### MATERIAL FOR THE TASK
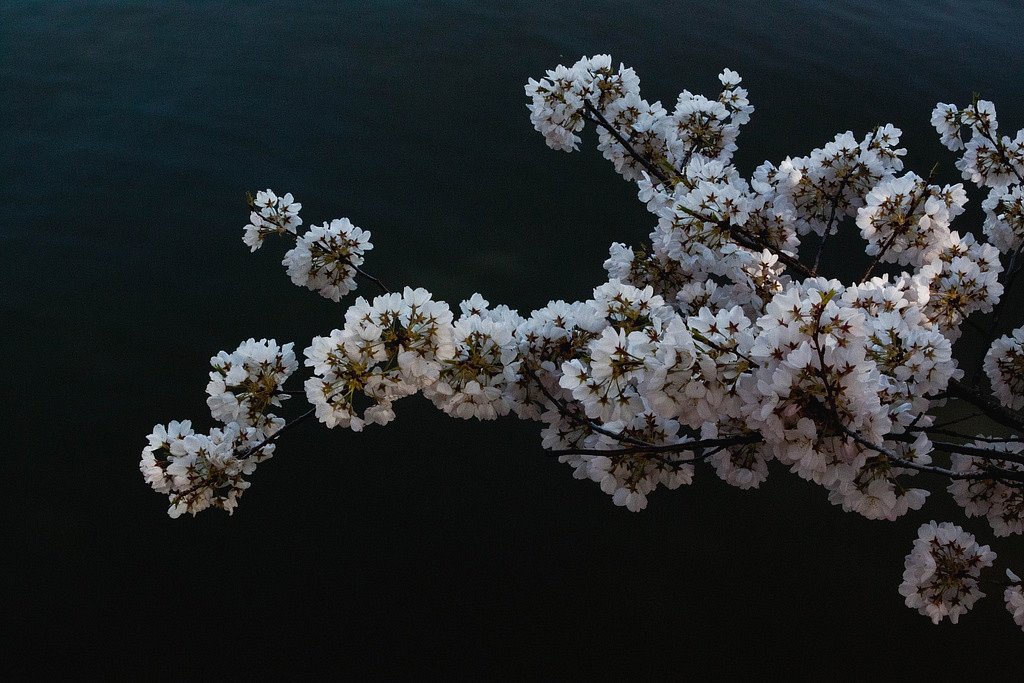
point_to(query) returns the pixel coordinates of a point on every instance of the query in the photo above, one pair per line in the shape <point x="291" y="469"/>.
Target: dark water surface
<point x="129" y="133"/>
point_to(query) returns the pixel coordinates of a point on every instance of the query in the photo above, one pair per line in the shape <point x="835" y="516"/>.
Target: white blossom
<point x="270" y="215"/>
<point x="941" y="574"/>
<point x="326" y="258"/>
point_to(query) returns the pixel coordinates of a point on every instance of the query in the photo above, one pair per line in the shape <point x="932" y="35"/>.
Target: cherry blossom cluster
<point x="942" y="570"/>
<point x="199" y="471"/>
<point x="717" y="341"/>
<point x="270" y="215"/>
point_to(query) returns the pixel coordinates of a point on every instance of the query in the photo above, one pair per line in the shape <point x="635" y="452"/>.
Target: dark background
<point x="129" y="133"/>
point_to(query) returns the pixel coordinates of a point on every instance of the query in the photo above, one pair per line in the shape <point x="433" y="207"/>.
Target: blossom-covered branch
<point x="712" y="342"/>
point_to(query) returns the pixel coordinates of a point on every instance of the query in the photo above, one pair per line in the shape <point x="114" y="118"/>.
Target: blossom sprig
<point x="270" y="215"/>
<point x="942" y="570"/>
<point x="716" y="344"/>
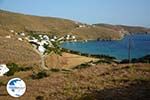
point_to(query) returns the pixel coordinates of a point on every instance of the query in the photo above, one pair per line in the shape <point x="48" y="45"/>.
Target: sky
<point x="125" y="12"/>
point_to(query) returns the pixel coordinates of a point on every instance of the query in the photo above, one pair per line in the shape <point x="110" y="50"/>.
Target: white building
<point x="3" y="69"/>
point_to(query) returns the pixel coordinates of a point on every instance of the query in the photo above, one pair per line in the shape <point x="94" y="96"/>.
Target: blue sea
<point x="139" y="46"/>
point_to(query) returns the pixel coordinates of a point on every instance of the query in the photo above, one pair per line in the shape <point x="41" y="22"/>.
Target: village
<point x="40" y="43"/>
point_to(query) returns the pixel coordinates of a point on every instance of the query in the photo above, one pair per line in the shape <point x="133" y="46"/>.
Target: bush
<point x="39" y="75"/>
<point x="85" y="65"/>
<point x="39" y="98"/>
<point x="15" y="68"/>
<point x="12" y="69"/>
<point x="1" y="83"/>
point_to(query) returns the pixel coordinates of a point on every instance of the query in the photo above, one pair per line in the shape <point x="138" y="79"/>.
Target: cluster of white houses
<point x="40" y="40"/>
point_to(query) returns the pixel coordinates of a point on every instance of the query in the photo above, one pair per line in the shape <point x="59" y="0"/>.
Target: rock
<point x="8" y="37"/>
<point x="41" y="49"/>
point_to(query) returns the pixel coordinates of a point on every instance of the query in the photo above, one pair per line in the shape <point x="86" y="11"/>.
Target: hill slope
<point x="51" y="25"/>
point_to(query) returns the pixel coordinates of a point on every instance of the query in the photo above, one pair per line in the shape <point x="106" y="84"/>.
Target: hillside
<point x="126" y="29"/>
<point x="53" y="26"/>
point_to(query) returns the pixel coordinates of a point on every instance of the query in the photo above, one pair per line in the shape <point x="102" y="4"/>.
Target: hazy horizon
<point x="129" y="12"/>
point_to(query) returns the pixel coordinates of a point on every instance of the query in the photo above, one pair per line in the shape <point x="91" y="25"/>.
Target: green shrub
<point x="55" y="70"/>
<point x="12" y="69"/>
<point x="39" y="98"/>
<point x="1" y="83"/>
<point x="15" y="68"/>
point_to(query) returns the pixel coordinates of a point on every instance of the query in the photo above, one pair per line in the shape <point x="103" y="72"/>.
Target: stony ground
<point x="97" y="82"/>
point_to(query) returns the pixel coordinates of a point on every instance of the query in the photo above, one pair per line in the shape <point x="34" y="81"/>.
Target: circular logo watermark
<point x="16" y="87"/>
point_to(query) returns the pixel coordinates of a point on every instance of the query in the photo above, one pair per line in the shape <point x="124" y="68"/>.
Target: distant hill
<point x="126" y="29"/>
<point x="54" y="26"/>
<point x="22" y="53"/>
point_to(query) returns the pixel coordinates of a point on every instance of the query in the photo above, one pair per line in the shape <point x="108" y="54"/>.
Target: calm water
<point x="140" y="46"/>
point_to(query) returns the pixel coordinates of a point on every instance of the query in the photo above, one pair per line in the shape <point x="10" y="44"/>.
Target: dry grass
<point x="55" y="26"/>
<point x="94" y="82"/>
<point x="15" y="51"/>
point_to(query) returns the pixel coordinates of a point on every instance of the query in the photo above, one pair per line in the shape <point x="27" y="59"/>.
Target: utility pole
<point x="129" y="50"/>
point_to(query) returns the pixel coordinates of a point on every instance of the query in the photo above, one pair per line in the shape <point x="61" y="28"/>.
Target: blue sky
<point x="127" y="12"/>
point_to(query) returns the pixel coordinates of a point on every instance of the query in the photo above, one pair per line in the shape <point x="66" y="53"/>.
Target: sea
<point x="135" y="46"/>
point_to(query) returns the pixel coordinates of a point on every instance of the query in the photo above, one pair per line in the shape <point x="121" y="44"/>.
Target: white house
<point x="41" y="49"/>
<point x="3" y="69"/>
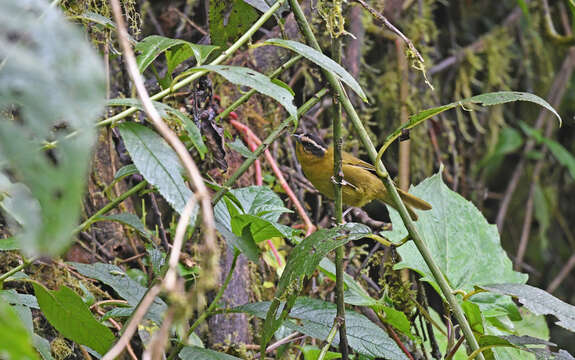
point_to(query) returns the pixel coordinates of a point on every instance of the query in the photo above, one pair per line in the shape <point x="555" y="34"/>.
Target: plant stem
<point x="338" y="176"/>
<point x="242" y="99"/>
<point x="112" y="204"/>
<point x="196" y="75"/>
<point x="389" y="185"/>
<point x="209" y="311"/>
<point x="267" y="142"/>
<point x="336" y="324"/>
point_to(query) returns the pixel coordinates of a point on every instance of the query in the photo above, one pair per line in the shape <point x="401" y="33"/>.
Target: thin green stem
<point x="196" y="75"/>
<point x="336" y="324"/>
<point x="109" y="206"/>
<point x="242" y="99"/>
<point x="267" y="142"/>
<point x="22" y="266"/>
<point x="389" y="185"/>
<point x="338" y="176"/>
<point x="210" y="310"/>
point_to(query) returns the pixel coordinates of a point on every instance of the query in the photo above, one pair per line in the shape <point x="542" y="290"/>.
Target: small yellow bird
<point x="360" y="184"/>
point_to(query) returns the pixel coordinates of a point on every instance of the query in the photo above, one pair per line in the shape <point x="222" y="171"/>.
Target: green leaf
<point x="229" y="20"/>
<point x="16" y="342"/>
<point x="177" y="51"/>
<point x="465" y="247"/>
<point x="66" y="311"/>
<point x="128" y="219"/>
<point x="45" y="95"/>
<point x="122" y="284"/>
<point x="315" y="318"/>
<point x="538" y="301"/>
<point x="247" y="77"/>
<point x="194" y="352"/>
<point x="157" y="162"/>
<point x="322" y="61"/>
<point x="312" y="353"/>
<point x="487" y="99"/>
<point x="167" y="111"/>
<point x="509" y="141"/>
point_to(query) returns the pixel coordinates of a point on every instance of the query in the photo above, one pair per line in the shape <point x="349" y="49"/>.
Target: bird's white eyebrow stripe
<point x="308" y="139"/>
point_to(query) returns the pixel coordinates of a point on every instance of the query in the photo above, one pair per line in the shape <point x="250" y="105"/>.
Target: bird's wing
<point x="350" y="160"/>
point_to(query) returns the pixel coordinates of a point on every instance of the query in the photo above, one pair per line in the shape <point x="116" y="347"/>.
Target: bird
<point x="360" y="184"/>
######
• WRITTEN INSTRUCTION: Without the pictures, restate all the entries above exactly.

• TASK OUTPUT:
point_to(query) returns the pixel coordinates of a point on every instance of the query in the photo above, one pair per line in the shape <point x="291" y="469"/>.
Target: dark water surface
<point x="129" y="133"/>
point_to(query) returns the pixel coordinates of a point on every instance of the query in the photo above, one pair per line in the shape <point x="835" y="516"/>.
Target: white blossom
<point x="270" y="215"/>
<point x="941" y="574"/>
<point x="326" y="258"/>
point_to(query) returns the pixel coordinates of a point on every instance of the query in the photo above, one pair per line in the shape <point x="932" y="35"/>.
Target: cherry blossom cluster
<point x="942" y="570"/>
<point x="199" y="471"/>
<point x="717" y="341"/>
<point x="270" y="215"/>
point_to(query) returns the pixel coordinates of a point on every instance of the query in the photo above, one pair per line in the shape <point x="635" y="452"/>.
Target: dark background
<point x="129" y="133"/>
point_to(query) returns the pixel coordinates of a point on every instance of the query in the photo above, one pair per line in the shape <point x="433" y="207"/>.
Target: blossom-covered branch
<point x="712" y="342"/>
point_to(query) returns the pixel coordinates of a point on every instance of the query in the photo above, one pair per line in the shape <point x="114" y="118"/>.
Target: blossom sprig
<point x="270" y="215"/>
<point x="942" y="570"/>
<point x="716" y="344"/>
point_to(query) returns the pixel coordinates of a point on every instance of the query in the photo above, one pair per line in the shape <point x="48" y="45"/>.
Target: sky
<point x="125" y="12"/>
point_to(query) returns the pixel coordinates of a point on every instance of the query in the photo above, one pair per line in the shape <point x="110" y="50"/>.
Target: white building
<point x="3" y="69"/>
point_to(query) returns the pixel coordinates of a point on every instance of the query in the photo above, one pair per line in the shape <point x="94" y="96"/>.
Target: blue sea
<point x="139" y="46"/>
point_to(query) returns the pixel coordinates of a point on every instance of the query in the photo above, one pair per line in the shape <point x="41" y="22"/>.
Target: village
<point x="40" y="43"/>
point_to(query) returns the pixel coordinates of a point on every instance of the query in the photo above, one pair per line in the shape <point x="133" y="46"/>.
Target: bush
<point x="39" y="75"/>
<point x="85" y="65"/>
<point x="39" y="98"/>
<point x="15" y="68"/>
<point x="12" y="69"/>
<point x="1" y="83"/>
point_to(query) returns the pixel coordinates of a point on every instance of the query in the photo above, one pair per line in the shape <point x="138" y="79"/>.
Target: cluster of white houses
<point x="40" y="40"/>
point_to(query) returns the pixel coordinates of a point on every instance of the query in the photo above, one pair per line in the shape <point x="59" y="0"/>.
Target: rock
<point x="8" y="37"/>
<point x="41" y="49"/>
point_to(query) returns the pixel coordinates of a point on every instance of the query in the photo above, one pair per line in the shape <point x="86" y="11"/>.
Target: hill slope
<point x="51" y="25"/>
point_to(query) returns the pixel coordinates of a point on every instance of the query in the photo above, one pair per line in the shape <point x="106" y="84"/>.
Target: hillside
<point x="126" y="29"/>
<point x="53" y="26"/>
point_to(query) returns the pixel coordinates of a point on every instance of the query in the photo above, one pair per line in the shape <point x="102" y="4"/>.
Target: hazy horizon
<point x="129" y="12"/>
point_to(query) returns the pixel coordinates of a point on every instance of the query in the photo above, one pair per line in the shape <point x="91" y="25"/>.
Target: green shrub
<point x="55" y="70"/>
<point x="12" y="69"/>
<point x="39" y="98"/>
<point x="1" y="83"/>
<point x="15" y="68"/>
point_to(query) returns the pixel coordinates of a point on every instance of the query in the photo above, one pair per line in the shape <point x="103" y="72"/>.
Target: stony ground
<point x="97" y="82"/>
point_to(query) returns the pixel coordinates of a point on every instance of the query in the photo above, one pair per line in the shape <point x="34" y="81"/>.
Target: circular logo watermark
<point x="16" y="87"/>
point_to(query) returns the pixel coordinates of a point on every instance of the query in the photo above, one pair per line in the shape <point x="124" y="68"/>.
Target: distant hill
<point x="126" y="29"/>
<point x="54" y="26"/>
<point x="22" y="53"/>
point_to(query) returns the pixel coordinates of a point on every instance of the query in the photo above, one pair per line in the shape <point x="108" y="54"/>.
Target: calm water
<point x="140" y="46"/>
point_to(query) returns the pixel coordinates of a point on every instance of the query in the photo above, one pair per line in the shape <point x="10" y="44"/>.
Target: dry grass
<point x="55" y="26"/>
<point x="94" y="82"/>
<point x="15" y="51"/>
point_to(query) returns the pixel coordinates of a point on every instance of the query in the photo above, one pair per line in the shape <point x="27" y="59"/>.
Target: utility pole
<point x="129" y="50"/>
point_to(query) returns the pixel coordinates of a point on every instance of the query in the photo above, one pair per line in the shape <point x="61" y="28"/>.
Target: blue sky
<point x="127" y="12"/>
point_to(query) returns the pixel coordinates of a point on every instance of the query in the photo above, one pair per line in the shape <point x="66" y="53"/>.
Target: sea
<point x="135" y="46"/>
point_to(query) returns the pixel coordinates of a point on every instance of the query in the photo above, one pair per line in the shape <point x="121" y="44"/>.
Target: white house
<point x="41" y="49"/>
<point x="3" y="69"/>
point_to(query) returns the pixel coordinates of a point on every instance of the query in the photo above, one pair per line in the shape <point x="555" y="34"/>.
Target: plant stem
<point x="338" y="176"/>
<point x="242" y="99"/>
<point x="112" y="204"/>
<point x="196" y="75"/>
<point x="389" y="185"/>
<point x="209" y="311"/>
<point x="267" y="142"/>
<point x="336" y="324"/>
point_to(query) returns the pixel coordinates of a point on every instance of the query in the photo above, one pair per line in the shape <point x="401" y="33"/>.
Target: thin green stem
<point x="196" y="75"/>
<point x="336" y="324"/>
<point x="109" y="206"/>
<point x="242" y="99"/>
<point x="267" y="142"/>
<point x="22" y="266"/>
<point x="389" y="185"/>
<point x="338" y="176"/>
<point x="210" y="310"/>
point_to(query) returns the pixel coordinates of a point on every instance of the query in the photo above, one pair per line in the shape <point x="542" y="290"/>.
Target: small yellow bird
<point x="360" y="184"/>
point_to(query) returns the pixel coordinates of a point on every instance of the query in the photo above, one pair per line in the shape <point x="222" y="171"/>.
Target: green leaf
<point x="229" y="20"/>
<point x="16" y="342"/>
<point x="177" y="51"/>
<point x="465" y="247"/>
<point x="66" y="311"/>
<point x="128" y="219"/>
<point x="45" y="95"/>
<point x="122" y="284"/>
<point x="315" y="318"/>
<point x="538" y="301"/>
<point x="247" y="77"/>
<point x="194" y="352"/>
<point x="157" y="162"/>
<point x="322" y="61"/>
<point x="312" y="353"/>
<point x="487" y="99"/>
<point x="167" y="111"/>
<point x="509" y="141"/>
point_to(query) returns the pixel coordinates of a point on every instance of the query in the photo above, one pair per line in the shape <point x="349" y="49"/>.
Target: bird's white eyebrow stripe
<point x="308" y="139"/>
point_to(query) returns the pixel coordinates of a point on every instance of the query in the photo above, one pair per line in the shape <point x="250" y="105"/>.
Target: bird's wing
<point x="350" y="160"/>
point_to(query) returns the pixel coordinates of a point on every instance of the query in the photo above, one pair per line in the shape <point x="116" y="347"/>.
Target: bird
<point x="360" y="184"/>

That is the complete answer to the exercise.